(Image object location entries)
____________

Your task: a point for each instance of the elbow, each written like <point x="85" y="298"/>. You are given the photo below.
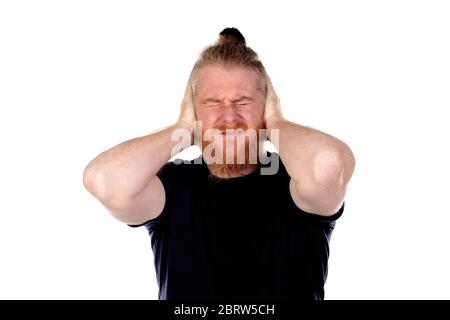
<point x="334" y="166"/>
<point x="94" y="182"/>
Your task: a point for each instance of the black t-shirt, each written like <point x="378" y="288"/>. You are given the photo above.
<point x="239" y="238"/>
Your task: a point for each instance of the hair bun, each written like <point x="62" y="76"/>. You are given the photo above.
<point x="229" y="35"/>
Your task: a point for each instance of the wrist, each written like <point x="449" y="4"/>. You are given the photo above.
<point x="274" y="122"/>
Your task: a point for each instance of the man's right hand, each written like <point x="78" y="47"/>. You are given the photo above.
<point x="187" y="112"/>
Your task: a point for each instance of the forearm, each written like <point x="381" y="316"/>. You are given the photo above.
<point x="310" y="155"/>
<point x="124" y="170"/>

____________

Direction:
From the data above, write out everything exactly except the pictures.

Expected answer:
Your task: a point for each instance of the elbow, each written like <point x="85" y="298"/>. You are given the photo below.
<point x="334" y="166"/>
<point x="94" y="182"/>
Your task: a point for each instance of the black t-shirt, each written like <point x="378" y="288"/>. You are given the photo above.
<point x="239" y="238"/>
Your task: a point for each instance of the hair bun, each written like <point x="62" y="76"/>. You are given the photo above.
<point x="229" y="35"/>
Your task: a point for each instance of the wrist, each written like <point x="449" y="4"/>. You are given the photo above.
<point x="274" y="122"/>
Your task: a point for each instance of the man's right hand, each written like <point x="78" y="47"/>. You are given the photo above.
<point x="187" y="112"/>
Your task: a point for each instance of the forearm, each written like <point x="381" y="316"/>. You are given the photo above.
<point x="310" y="155"/>
<point x="124" y="170"/>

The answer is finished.